In another embodiment of the present invention, there is provided a method for providing access by a plurality of users to a computer system having automatic recognition of speech provided at a plurality of speech- enabled terminals. The method includes the steps of a. generating a prompt for a spoken user identification over one of the plurality of speech-enabled terminals; b. comparing the spoken user identification with data stored in a user identification data base to determine if the user is an authorized user; c. providing an automatic speech recognizer for deriving text from speech provided at a speech-enabled terminal; d. loading user-specific profiles pertinent to a user who has been determined to be authorized into the automatic speech recognizer; and e. providing access to the system to a user who has been determined to be authorized.

Brief Description of the Drawings The foregoing aspects of the invention will be more readily understood by reference to the following detailed description taken with the accompanying drawings in which:

Fig. 1 is a block diagram of a system to which the present invention is applicable; Fig. 2 is a block diagram of a method in accordance with a preferred embodiment of the invention;

Fig. 3 is a block diagram of a method, similar to that of Fig. 2, but also providing user verification; and

Fig. 4 is a block diagram of a preferred embodiment of a system in accordance with a preferred embodiment of the invention corresponding generally to the method of Fig. 3.
============================================================
Apply what you read:
a) Extract the portion of the patent excerpt from "Fig. 1 is a" to "method of Fig. 3.", copying it word for word.
b) In the patent excerpt, what does the method shown in Fig. 3 provide beyond the method of Fig. 2?
Work only from the patent excerpt.

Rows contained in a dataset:
============================================================
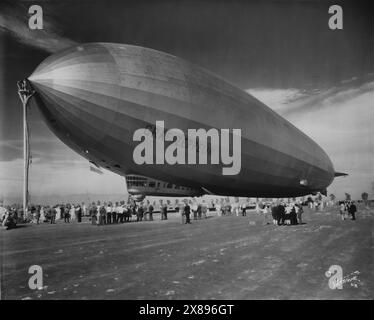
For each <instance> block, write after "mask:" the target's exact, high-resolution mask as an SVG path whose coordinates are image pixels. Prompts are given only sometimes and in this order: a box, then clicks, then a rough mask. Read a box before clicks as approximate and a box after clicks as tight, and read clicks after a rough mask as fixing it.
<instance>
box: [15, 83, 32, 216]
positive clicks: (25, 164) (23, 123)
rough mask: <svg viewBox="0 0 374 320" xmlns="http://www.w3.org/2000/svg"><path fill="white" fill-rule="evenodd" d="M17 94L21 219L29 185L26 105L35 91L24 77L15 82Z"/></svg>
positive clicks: (28, 139)
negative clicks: (22, 138) (19, 100)
mask: <svg viewBox="0 0 374 320" xmlns="http://www.w3.org/2000/svg"><path fill="white" fill-rule="evenodd" d="M17 87H18V95H19V97H20V99H21V102H22V106H23V162H24V168H23V219H26V217H27V207H28V196H29V195H28V185H29V165H30V143H29V130H28V124H27V106H28V101H29V99H30V98H31V97H32V96H33V95H34V93H35V91H34V90H33V89H32V88H31V85H30V83H29V82H28V81H27V80H26V79H24V80H21V81H18V82H17Z"/></svg>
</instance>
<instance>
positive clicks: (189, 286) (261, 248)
mask: <svg viewBox="0 0 374 320" xmlns="http://www.w3.org/2000/svg"><path fill="white" fill-rule="evenodd" d="M169 216H170V218H169V220H167V221H160V220H156V221H153V222H148V221H145V222H139V223H135V222H132V223H125V224H119V225H108V226H100V227H97V226H92V225H91V224H89V223H88V222H85V223H81V224H77V223H71V224H70V225H69V224H64V223H62V222H58V223H57V224H56V225H48V224H45V225H39V226H37V225H25V226H19V227H18V228H17V229H13V230H7V231H6V230H1V231H0V236H1V255H2V257H1V258H2V270H1V276H2V279H1V287H2V288H1V291H2V299H373V298H374V283H373V282H374V257H373V252H374V250H373V249H374V247H373V239H374V237H373V236H374V228H373V219H374V210H373V209H370V210H367V209H365V210H363V209H359V211H358V213H357V220H356V221H351V220H346V221H341V220H340V217H338V215H337V210H336V209H330V210H328V211H325V212H314V211H309V210H308V209H306V212H305V213H304V215H303V220H304V222H305V224H303V225H297V226H273V225H270V224H269V225H263V218H262V216H260V215H258V214H256V213H254V212H252V213H249V214H248V215H247V217H241V216H239V217H236V216H227V217H216V216H215V215H214V214H213V215H212V216H211V217H209V218H208V219H206V220H198V221H193V220H192V224H191V225H183V224H181V222H180V219H179V217H177V216H176V214H173V213H172V214H170V215H169ZM31 265H39V266H41V267H42V269H43V279H44V282H43V285H44V287H43V289H41V290H31V289H30V288H29V286H28V280H29V277H30V276H31V275H30V274H28V269H29V267H30V266H31ZM331 265H339V266H341V267H342V269H343V279H344V280H343V282H344V283H343V289H342V290H332V289H330V288H329V286H328V278H327V277H326V275H325V273H326V271H327V270H328V269H329V267H330V266H331Z"/></svg>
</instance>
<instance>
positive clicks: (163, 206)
mask: <svg viewBox="0 0 374 320" xmlns="http://www.w3.org/2000/svg"><path fill="white" fill-rule="evenodd" d="M161 210H162V218H163V219H162V220H167V219H168V206H167V204H166V203H164V204H163V205H162V208H161Z"/></svg>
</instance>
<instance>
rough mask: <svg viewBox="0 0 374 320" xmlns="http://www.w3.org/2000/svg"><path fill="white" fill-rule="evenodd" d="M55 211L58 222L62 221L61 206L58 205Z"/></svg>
mask: <svg viewBox="0 0 374 320" xmlns="http://www.w3.org/2000/svg"><path fill="white" fill-rule="evenodd" d="M55 210H56V220H60V219H61V208H60V206H59V205H57V206H56V207H55Z"/></svg>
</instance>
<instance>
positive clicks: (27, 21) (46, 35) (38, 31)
mask: <svg viewBox="0 0 374 320" xmlns="http://www.w3.org/2000/svg"><path fill="white" fill-rule="evenodd" d="M29 5H31V3H29ZM28 18H29V15H28V6H26V5H25V4H17V5H15V4H12V5H3V6H2V7H1V12H0V31H2V32H6V33H8V34H10V35H11V36H13V37H14V38H15V39H17V41H19V42H20V43H23V44H25V45H27V46H32V47H35V48H38V49H42V50H44V51H47V52H50V53H53V52H56V51H59V50H62V49H65V48H68V47H71V46H73V45H75V44H76V42H75V41H73V40H71V39H69V38H66V37H64V36H62V35H61V34H60V32H59V31H58V30H57V28H56V26H54V25H53V23H52V22H50V19H44V20H43V29H42V30H30V29H29V26H28Z"/></svg>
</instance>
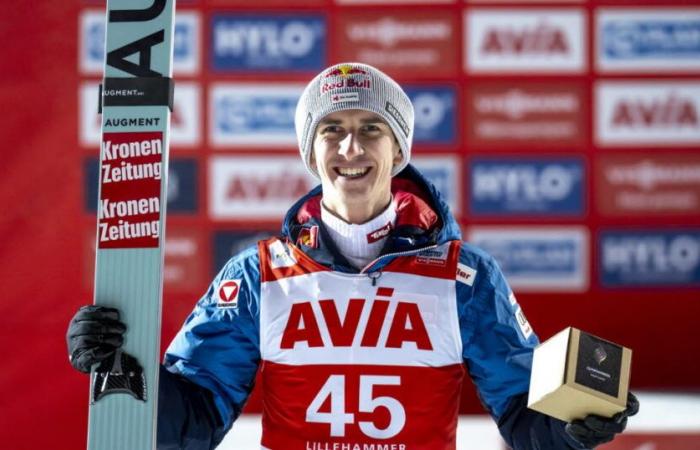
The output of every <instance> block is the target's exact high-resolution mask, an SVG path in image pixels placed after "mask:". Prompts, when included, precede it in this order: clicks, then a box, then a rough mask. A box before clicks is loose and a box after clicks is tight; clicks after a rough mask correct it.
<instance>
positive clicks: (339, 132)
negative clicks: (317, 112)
mask: <svg viewBox="0 0 700 450" xmlns="http://www.w3.org/2000/svg"><path fill="white" fill-rule="evenodd" d="M340 131H341V130H340V127H339V126H336V125H328V126H326V127H324V128H323V132H324V133H334V134H335V133H340Z"/></svg>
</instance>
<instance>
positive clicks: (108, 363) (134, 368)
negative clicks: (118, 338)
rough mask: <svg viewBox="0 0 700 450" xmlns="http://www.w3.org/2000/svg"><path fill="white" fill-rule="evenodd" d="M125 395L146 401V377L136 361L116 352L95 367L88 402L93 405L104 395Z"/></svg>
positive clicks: (117, 352) (141, 367) (140, 399)
mask: <svg viewBox="0 0 700 450" xmlns="http://www.w3.org/2000/svg"><path fill="white" fill-rule="evenodd" d="M117 393H125V394H130V395H131V396H132V397H134V398H136V399H137V400H142V401H144V402H145V401H146V377H145V376H144V374H143V368H142V367H141V365H140V364H139V362H138V360H137V359H136V358H134V357H133V356H131V355H130V354H128V353H126V352H123V351H121V350H117V351H116V352H115V353H114V355H112V356H110V357H109V358H107V359H105V360H104V361H102V362H101V363H100V365H99V366H97V369H95V372H94V374H93V376H92V395H90V402H91V403H92V404H95V402H97V401H98V400H100V399H101V398H102V397H104V396H105V395H109V394H117Z"/></svg>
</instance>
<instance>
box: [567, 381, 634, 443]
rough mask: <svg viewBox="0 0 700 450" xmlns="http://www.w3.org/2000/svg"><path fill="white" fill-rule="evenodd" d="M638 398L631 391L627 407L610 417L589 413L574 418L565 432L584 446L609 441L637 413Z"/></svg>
mask: <svg viewBox="0 0 700 450" xmlns="http://www.w3.org/2000/svg"><path fill="white" fill-rule="evenodd" d="M638 411H639V400H637V397H635V396H634V394H632V393H631V392H630V393H629V395H628V396H627V408H626V409H625V410H624V411H621V412H619V413H617V414H615V415H614V416H613V417H612V418H608V417H601V416H597V415H594V414H589V415H588V416H586V417H585V418H584V419H578V420H574V421H572V422H571V423H569V424H567V425H566V428H565V429H566V432H567V433H568V434H569V436H571V437H572V438H574V439H575V440H576V441H578V442H580V443H581V444H583V445H585V446H586V448H595V447H597V446H598V445H601V444H604V443H606V442H610V441H612V440H613V439H614V438H615V435H616V434H618V433H622V432H623V431H624V429H625V427H626V426H627V418H628V417H629V416H633V415H635V414H637V412H638Z"/></svg>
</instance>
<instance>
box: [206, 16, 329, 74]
mask: <svg viewBox="0 0 700 450" xmlns="http://www.w3.org/2000/svg"><path fill="white" fill-rule="evenodd" d="M325 28H326V25H325V19H324V16H322V15H308V16H302V15H299V16H285V17H274V16H269V15H265V16H263V15H240V16H233V15H218V16H214V18H213V20H212V26H211V29H212V44H213V46H214V48H213V52H212V56H213V58H214V60H213V65H214V68H215V69H218V70H229V69H230V70H265V69H275V70H278V69H286V70H289V71H299V70H316V69H320V68H321V66H322V65H323V64H324V62H325V45H326V44H325V39H324V38H325V33H326V31H325Z"/></svg>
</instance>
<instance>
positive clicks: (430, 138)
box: [404, 86, 457, 145]
mask: <svg viewBox="0 0 700 450" xmlns="http://www.w3.org/2000/svg"><path fill="white" fill-rule="evenodd" d="M404 90H405V91H406V94H408V97H409V98H410V99H411V103H413V109H414V114H415V128H414V132H413V141H414V142H415V143H416V144H426V145H431V144H437V145H443V144H453V143H454V142H455V129H456V123H455V122H456V109H455V107H456V105H455V99H456V97H457V93H456V92H455V88H454V87H452V86H406V87H405V88H404Z"/></svg>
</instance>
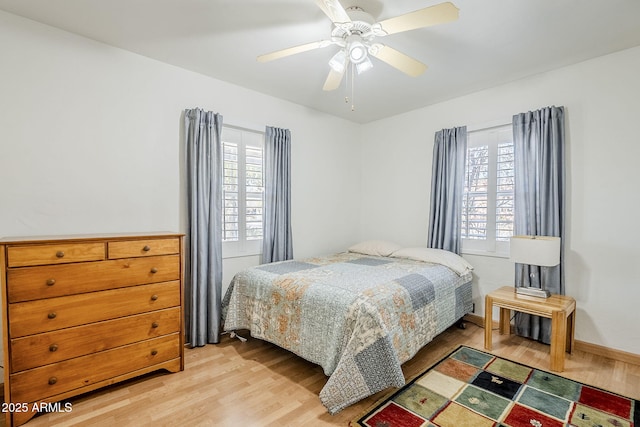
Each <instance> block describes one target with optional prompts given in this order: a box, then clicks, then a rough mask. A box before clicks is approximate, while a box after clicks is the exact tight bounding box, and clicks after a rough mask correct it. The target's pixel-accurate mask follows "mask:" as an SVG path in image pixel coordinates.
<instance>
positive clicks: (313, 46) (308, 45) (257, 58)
mask: <svg viewBox="0 0 640 427" xmlns="http://www.w3.org/2000/svg"><path fill="white" fill-rule="evenodd" d="M330 44H331V42H330V41H328V40H322V41H319V42H311V43H307V44H303V45H300V46H294V47H289V48H287V49H282V50H277V51H275V52H271V53H266V54H264V55H260V56H258V58H257V60H258V62H268V61H273V60H274V59H280V58H284V57H286V56H290V55H295V54H297V53H302V52H307V51H309V50H313V49H320V48H323V47H327V46H329V45H330Z"/></svg>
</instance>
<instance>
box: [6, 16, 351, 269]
mask: <svg viewBox="0 0 640 427" xmlns="http://www.w3.org/2000/svg"><path fill="white" fill-rule="evenodd" d="M0 52H2V55H1V57H0V206H1V209H0V236H3V237H7V236H27V235H29V236H32V235H59V234H78V233H101V232H136V231H159V230H160V231H167V230H168V231H184V224H185V219H184V209H181V206H184V192H183V191H182V186H183V182H184V180H183V179H182V178H181V177H182V175H183V170H182V161H183V154H182V153H183V147H182V145H181V139H182V119H181V114H182V111H183V110H184V109H185V108H194V107H201V108H204V109H206V110H212V111H216V112H219V113H221V114H222V115H223V116H224V122H225V123H229V124H234V125H238V126H245V127H252V128H255V129H264V126H265V125H272V126H279V127H284V128H289V129H290V130H291V134H292V199H293V202H292V211H293V214H292V217H293V224H292V228H293V234H294V253H295V256H297V257H305V256H311V255H318V254H322V253H330V252H334V251H339V250H342V249H344V248H345V247H347V246H348V245H350V244H353V243H354V242H355V240H356V238H357V237H358V221H359V218H360V217H359V196H358V195H359V193H360V181H359V179H360V171H359V168H358V167H353V164H352V163H353V162H352V159H354V158H358V156H359V150H360V146H359V144H358V141H359V138H360V126H359V125H356V124H354V123H351V122H348V121H345V120H342V119H338V118H335V117H332V116H329V115H325V114H322V113H319V112H317V111H314V110H310V109H307V108H305V107H301V106H299V105H296V104H292V103H289V102H286V101H282V100H279V99H277V98H273V97H270V96H266V95H262V94H259V93H256V92H253V91H250V90H247V89H244V88H241V87H238V86H234V85H231V84H228V83H225V82H221V81H218V80H215V79H211V78H209V77H206V76H203V75H200V74H196V73H192V72H189V71H186V70H183V69H180V68H177V67H173V66H170V65H167V64H164V63H161V62H158V61H155V60H151V59H149V58H145V57H142V56H139V55H136V54H133V53H130V52H127V51H124V50H121V49H116V48H113V47H110V46H107V45H104V44H101V43H97V42H94V41H91V40H88V39H85V38H81V37H78V36H75V35H73V34H70V33H66V32H63V31H60V30H57V29H54V28H51V27H47V26H44V25H41V24H38V23H35V22H33V21H29V20H25V19H22V18H19V17H17V16H14V15H11V14H7V13H5V12H0ZM336 206H337V207H339V208H338V209H336ZM255 263H257V260H256V259H249V260H248V261H247V260H239V259H235V260H229V261H228V262H225V267H226V271H225V277H229V276H231V275H232V274H233V273H234V271H232V270H234V269H240V268H242V267H243V266H244V265H246V264H255Z"/></svg>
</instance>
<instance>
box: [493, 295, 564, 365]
mask: <svg viewBox="0 0 640 427" xmlns="http://www.w3.org/2000/svg"><path fill="white" fill-rule="evenodd" d="M493 306H496V307H500V334H501V335H502V334H505V333H506V334H509V333H510V329H511V324H510V319H511V316H510V314H511V310H515V311H520V312H523V313H528V314H533V315H536V316H542V317H547V318H549V319H551V370H552V371H556V372H562V371H563V370H564V353H565V352H568V353H571V352H572V350H573V345H574V329H575V310H576V300H575V299H573V298H571V297H568V296H566V295H555V294H552V295H551V296H550V297H549V298H546V299H544V298H536V297H529V296H526V295H518V294H516V293H515V288H514V287H513V286H503V287H502V288H500V289H496V290H495V291H493V292H491V293H489V294H488V295H487V296H486V297H485V305H484V313H485V315H484V348H486V349H487V350H491V329H492V325H493V319H492V316H493Z"/></svg>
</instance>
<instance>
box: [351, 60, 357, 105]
mask: <svg viewBox="0 0 640 427" xmlns="http://www.w3.org/2000/svg"><path fill="white" fill-rule="evenodd" d="M355 68H356V64H354V63H353V62H352V63H351V111H356V100H355V96H356V95H355V93H356V92H355V86H356V70H355Z"/></svg>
============================================================
Answer set:
a)
Fig. 1 is a block diagram of a system to which the present invention is applicable; Fig. 2 is a block diagram of a method in accordance with a preferred embodiment of the invention;

Fig. 3 is a block diagram of a method, similar to that of Fig. 2, but also providing user verification; and

Fig. 4 is a block diagram of a preferred embodiment of a system in accordance with a preferred embodiment of the invention corresponding generally to the method of Fig. 3.

b) User verification.